• [Required work]:
Can you lay out everything in the material below, from the line containing "Look at the provided image and carefully locate the speckled" down to the line containing "[[263, 554, 352, 630]]", as a JSON list of strings, one string per line with both end lines included and blank lines left out?

• [Record excerpts]:
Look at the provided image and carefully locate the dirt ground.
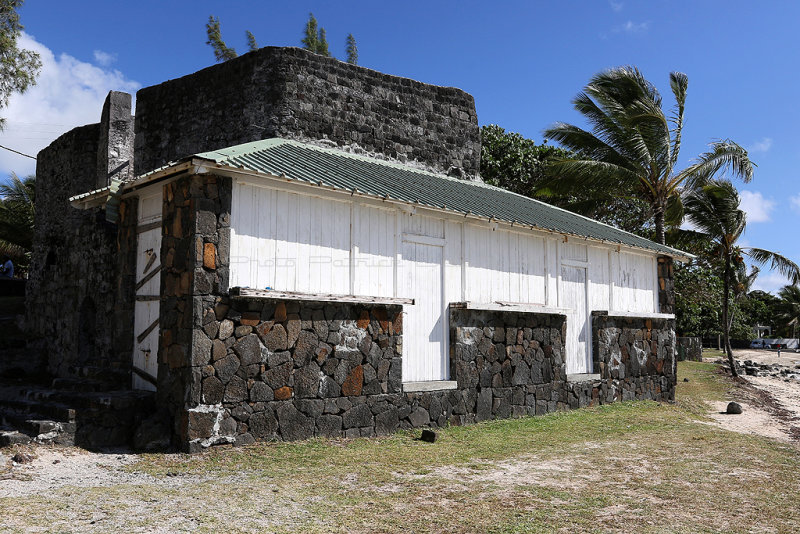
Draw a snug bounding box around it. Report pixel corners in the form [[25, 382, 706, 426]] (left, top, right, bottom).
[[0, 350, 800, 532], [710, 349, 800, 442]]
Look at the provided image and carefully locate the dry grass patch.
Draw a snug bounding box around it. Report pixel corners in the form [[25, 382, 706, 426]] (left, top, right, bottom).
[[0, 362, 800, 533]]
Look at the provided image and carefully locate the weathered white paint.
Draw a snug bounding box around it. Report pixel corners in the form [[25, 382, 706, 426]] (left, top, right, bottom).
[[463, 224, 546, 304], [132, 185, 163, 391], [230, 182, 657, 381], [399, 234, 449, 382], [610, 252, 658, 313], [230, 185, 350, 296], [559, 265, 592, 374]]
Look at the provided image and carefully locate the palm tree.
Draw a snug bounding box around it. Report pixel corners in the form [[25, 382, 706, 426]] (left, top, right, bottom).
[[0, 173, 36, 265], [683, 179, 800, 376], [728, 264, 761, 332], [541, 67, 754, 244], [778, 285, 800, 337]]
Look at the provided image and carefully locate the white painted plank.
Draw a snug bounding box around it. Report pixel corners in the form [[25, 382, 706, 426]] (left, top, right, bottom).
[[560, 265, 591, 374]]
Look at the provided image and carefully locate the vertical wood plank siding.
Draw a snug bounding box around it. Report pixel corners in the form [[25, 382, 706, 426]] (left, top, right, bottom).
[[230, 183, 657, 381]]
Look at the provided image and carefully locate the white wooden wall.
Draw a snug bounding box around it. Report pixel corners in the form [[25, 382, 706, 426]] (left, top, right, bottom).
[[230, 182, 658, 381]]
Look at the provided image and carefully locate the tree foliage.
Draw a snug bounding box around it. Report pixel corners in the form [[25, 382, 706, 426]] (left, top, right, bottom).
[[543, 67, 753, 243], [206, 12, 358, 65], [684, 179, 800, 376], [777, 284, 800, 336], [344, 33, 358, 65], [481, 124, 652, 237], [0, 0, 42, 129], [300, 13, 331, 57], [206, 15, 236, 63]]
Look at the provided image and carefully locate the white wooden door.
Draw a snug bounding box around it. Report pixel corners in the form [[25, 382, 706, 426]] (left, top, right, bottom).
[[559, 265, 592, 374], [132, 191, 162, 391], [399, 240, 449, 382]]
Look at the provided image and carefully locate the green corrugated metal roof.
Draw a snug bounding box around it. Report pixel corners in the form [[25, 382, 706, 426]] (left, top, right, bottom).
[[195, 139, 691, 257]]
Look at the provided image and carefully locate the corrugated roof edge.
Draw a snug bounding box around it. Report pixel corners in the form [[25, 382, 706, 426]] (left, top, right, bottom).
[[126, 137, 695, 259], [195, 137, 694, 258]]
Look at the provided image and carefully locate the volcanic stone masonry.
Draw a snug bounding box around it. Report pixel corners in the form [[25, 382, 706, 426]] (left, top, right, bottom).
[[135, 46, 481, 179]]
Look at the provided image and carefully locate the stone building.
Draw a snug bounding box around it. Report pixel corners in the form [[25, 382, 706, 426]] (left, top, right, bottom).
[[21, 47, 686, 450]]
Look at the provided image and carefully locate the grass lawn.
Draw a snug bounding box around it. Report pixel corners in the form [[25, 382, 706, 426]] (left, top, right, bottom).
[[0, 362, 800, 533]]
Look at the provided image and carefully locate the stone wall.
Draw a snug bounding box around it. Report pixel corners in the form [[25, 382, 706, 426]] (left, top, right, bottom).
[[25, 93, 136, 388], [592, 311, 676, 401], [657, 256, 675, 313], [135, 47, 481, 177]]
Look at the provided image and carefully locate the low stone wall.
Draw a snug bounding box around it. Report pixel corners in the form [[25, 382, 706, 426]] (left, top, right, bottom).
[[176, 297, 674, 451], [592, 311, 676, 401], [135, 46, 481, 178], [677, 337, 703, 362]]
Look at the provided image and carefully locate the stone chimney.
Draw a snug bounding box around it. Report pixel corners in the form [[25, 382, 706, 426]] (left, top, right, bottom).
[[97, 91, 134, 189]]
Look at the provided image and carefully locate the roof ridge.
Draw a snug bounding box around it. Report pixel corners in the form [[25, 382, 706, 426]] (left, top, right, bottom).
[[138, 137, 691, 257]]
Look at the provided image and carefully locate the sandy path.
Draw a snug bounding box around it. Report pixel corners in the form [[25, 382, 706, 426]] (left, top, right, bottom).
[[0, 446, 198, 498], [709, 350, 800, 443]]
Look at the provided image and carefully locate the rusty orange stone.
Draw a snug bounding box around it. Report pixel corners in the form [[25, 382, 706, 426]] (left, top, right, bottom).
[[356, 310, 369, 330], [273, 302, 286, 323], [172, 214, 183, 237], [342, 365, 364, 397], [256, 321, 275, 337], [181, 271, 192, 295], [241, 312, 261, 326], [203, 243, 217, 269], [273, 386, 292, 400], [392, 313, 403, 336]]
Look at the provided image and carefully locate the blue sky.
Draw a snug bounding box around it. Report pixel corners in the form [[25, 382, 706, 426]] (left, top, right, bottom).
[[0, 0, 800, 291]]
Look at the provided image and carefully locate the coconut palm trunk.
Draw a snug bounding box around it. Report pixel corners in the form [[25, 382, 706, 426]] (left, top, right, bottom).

...

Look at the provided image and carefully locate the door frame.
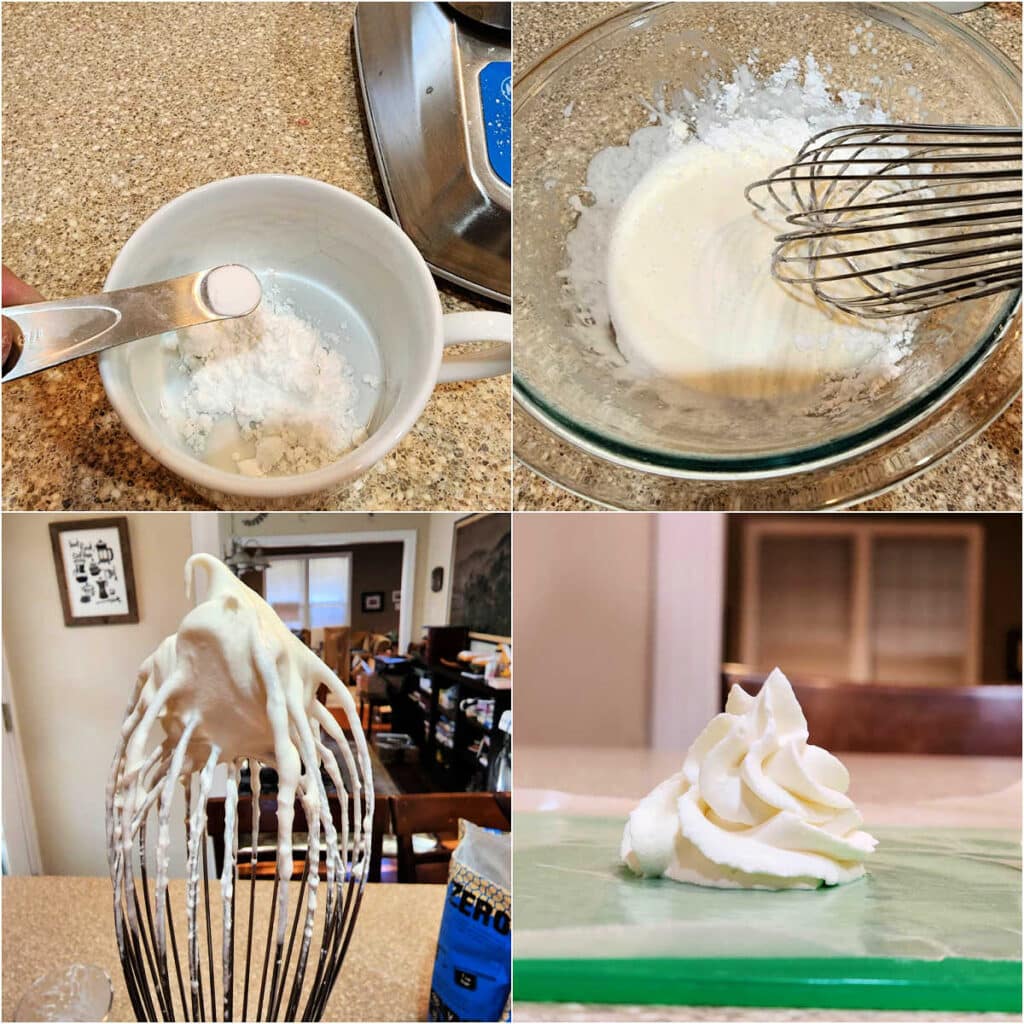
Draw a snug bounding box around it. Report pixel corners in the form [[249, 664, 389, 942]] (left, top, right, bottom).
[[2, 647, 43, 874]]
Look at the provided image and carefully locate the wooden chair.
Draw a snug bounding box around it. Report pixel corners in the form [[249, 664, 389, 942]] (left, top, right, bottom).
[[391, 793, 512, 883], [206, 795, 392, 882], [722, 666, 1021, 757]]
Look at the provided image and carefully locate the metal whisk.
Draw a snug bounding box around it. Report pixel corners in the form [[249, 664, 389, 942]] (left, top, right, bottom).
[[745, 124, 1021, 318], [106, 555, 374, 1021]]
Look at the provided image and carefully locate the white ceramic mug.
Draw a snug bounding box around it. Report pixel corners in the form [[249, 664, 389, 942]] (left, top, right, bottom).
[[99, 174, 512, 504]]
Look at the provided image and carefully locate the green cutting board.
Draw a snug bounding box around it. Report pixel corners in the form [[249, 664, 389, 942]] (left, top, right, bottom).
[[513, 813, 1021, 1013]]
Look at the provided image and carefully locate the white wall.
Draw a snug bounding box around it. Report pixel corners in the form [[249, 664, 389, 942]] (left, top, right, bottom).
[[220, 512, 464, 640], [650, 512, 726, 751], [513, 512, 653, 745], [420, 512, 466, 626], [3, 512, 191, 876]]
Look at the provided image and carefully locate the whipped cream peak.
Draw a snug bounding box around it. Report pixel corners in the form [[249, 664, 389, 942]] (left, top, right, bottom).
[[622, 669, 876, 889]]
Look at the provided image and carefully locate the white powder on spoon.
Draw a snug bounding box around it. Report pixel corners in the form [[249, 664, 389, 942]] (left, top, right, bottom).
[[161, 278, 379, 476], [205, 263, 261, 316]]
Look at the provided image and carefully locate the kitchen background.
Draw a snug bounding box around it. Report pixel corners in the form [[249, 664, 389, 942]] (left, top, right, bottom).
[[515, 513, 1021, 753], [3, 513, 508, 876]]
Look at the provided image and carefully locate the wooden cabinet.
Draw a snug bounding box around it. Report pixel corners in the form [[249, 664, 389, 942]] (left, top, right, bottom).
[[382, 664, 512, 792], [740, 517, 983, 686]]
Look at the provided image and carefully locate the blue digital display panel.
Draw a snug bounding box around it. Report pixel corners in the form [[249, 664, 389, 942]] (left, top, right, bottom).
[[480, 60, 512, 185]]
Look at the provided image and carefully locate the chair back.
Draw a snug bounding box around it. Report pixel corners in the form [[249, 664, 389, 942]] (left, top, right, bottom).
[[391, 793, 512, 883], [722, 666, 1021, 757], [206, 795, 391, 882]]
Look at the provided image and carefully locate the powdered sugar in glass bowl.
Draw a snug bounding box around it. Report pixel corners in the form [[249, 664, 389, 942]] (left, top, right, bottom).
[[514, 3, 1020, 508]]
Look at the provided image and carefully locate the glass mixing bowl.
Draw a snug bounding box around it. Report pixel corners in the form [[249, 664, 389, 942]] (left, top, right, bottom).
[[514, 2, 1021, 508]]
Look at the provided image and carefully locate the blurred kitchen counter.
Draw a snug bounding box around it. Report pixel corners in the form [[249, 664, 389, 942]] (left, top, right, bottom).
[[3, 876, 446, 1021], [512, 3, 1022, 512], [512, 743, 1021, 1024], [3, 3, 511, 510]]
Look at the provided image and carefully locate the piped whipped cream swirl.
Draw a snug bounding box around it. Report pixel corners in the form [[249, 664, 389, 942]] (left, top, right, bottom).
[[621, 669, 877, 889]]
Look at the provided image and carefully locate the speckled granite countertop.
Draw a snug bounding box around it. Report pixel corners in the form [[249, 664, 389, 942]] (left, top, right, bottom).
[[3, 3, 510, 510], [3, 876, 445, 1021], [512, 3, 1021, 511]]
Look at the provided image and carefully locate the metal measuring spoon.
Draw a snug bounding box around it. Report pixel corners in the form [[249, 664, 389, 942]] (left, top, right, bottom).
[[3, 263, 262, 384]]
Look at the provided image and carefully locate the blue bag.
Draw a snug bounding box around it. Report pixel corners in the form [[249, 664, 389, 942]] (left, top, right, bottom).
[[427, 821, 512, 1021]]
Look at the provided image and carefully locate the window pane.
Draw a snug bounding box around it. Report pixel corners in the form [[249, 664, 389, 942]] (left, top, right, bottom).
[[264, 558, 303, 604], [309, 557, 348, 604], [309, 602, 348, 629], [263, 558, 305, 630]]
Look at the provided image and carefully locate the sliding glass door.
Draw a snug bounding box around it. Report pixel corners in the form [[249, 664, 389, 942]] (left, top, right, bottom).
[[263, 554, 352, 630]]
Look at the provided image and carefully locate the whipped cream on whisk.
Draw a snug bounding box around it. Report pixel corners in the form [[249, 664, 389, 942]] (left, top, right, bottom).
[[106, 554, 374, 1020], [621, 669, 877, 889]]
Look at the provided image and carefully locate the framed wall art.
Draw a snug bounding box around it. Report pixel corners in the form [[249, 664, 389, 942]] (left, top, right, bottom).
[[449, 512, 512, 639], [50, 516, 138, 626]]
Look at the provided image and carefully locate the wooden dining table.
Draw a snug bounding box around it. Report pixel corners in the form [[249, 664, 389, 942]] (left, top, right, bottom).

--

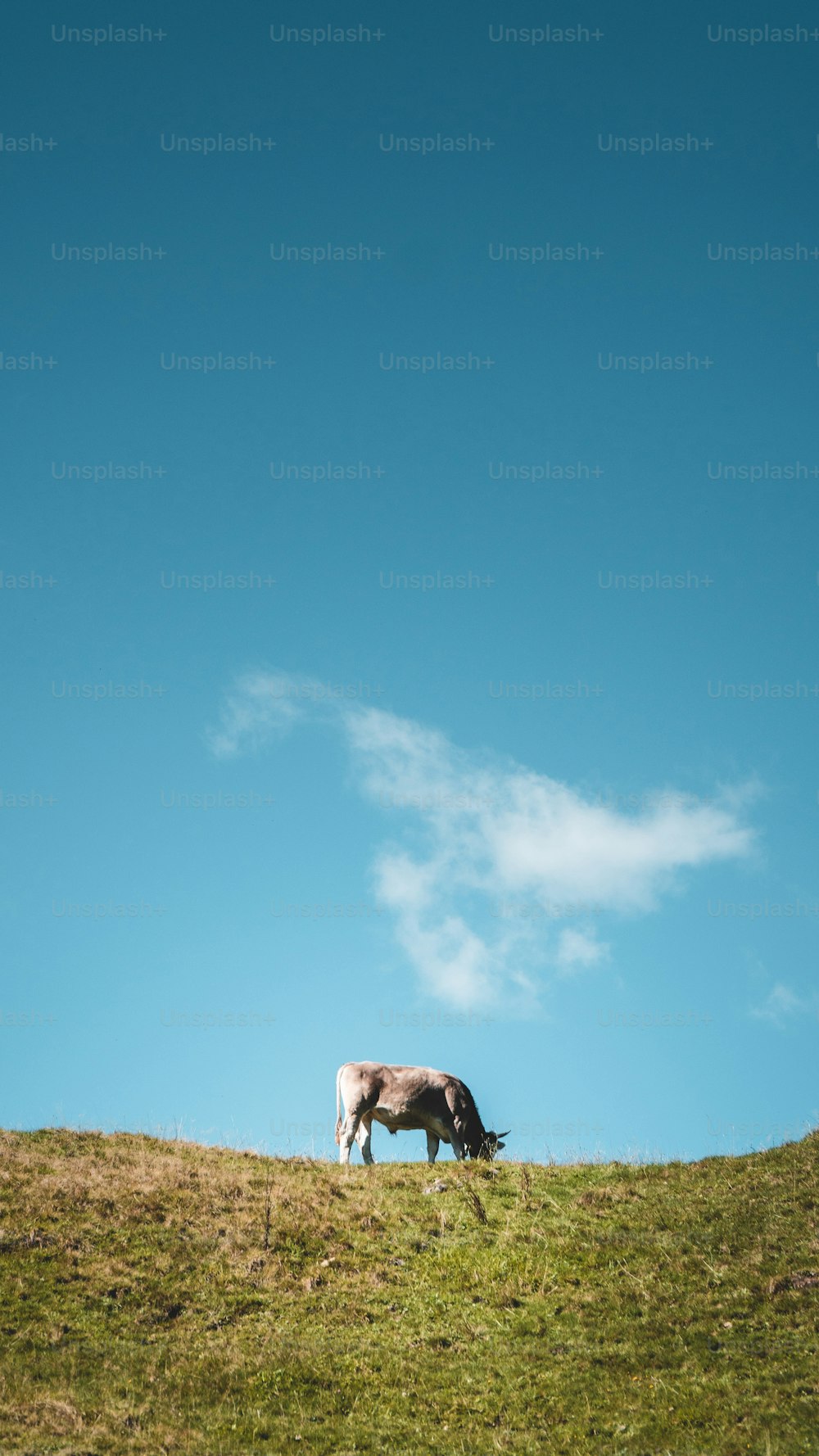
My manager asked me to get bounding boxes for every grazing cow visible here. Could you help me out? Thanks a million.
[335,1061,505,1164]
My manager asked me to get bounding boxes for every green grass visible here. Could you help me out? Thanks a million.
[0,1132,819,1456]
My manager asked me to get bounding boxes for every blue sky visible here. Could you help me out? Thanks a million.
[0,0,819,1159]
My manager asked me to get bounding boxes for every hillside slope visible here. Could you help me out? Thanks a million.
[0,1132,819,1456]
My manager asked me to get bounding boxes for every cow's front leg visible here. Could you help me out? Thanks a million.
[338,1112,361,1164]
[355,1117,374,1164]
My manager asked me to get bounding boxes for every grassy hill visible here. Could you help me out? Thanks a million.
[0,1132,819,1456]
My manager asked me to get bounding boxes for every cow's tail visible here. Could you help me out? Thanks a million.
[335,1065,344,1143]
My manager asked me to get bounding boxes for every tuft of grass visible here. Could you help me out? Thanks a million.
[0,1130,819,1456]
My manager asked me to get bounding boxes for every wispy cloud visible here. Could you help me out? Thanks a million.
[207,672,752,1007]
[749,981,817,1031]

• [Correct answer]:
[
  "Look at the provided image and carefully locate the speckled granite countertop.",
  "Draw a snug bounding box around it. Report pixel corners in the form [[249, 664, 389, 942]] (left, top, right, bottom).",
  "[[3, 3, 510, 510], [3, 876, 445, 1021], [512, 3, 1021, 511]]",
  "Look at the provided image and carefully locate the metal measuring spoon.",
  "Draw a snug bounding box around it. Report pixel corners in the form [[249, 664, 389, 942]] (left, top, right, bottom).",
  "[[3, 263, 262, 384]]",
  "Look at the provided image and carefully locate the blue bag.",
  "Draw a snug bounding box around it. Report pixel corners in the form [[249, 664, 389, 942]] (left, top, right, bottom).",
  "[[427, 821, 512, 1021]]",
  "Look at the provided image and carefully locate the window pane.",
  "Draw a snug bounding box around it. Report pixel corners in the form [[249, 664, 389, 942]] (left, top, right, bottom).",
  "[[264, 558, 303, 604], [309, 557, 348, 604], [309, 602, 348, 629], [263, 558, 305, 630]]",
  "Look at the provided image and carefully locate the sliding glass door.",
  "Draw a snug bounding box around it. Report pixel corners in the form [[249, 664, 389, 942]] (left, top, right, bottom).",
  "[[263, 554, 352, 630]]"
]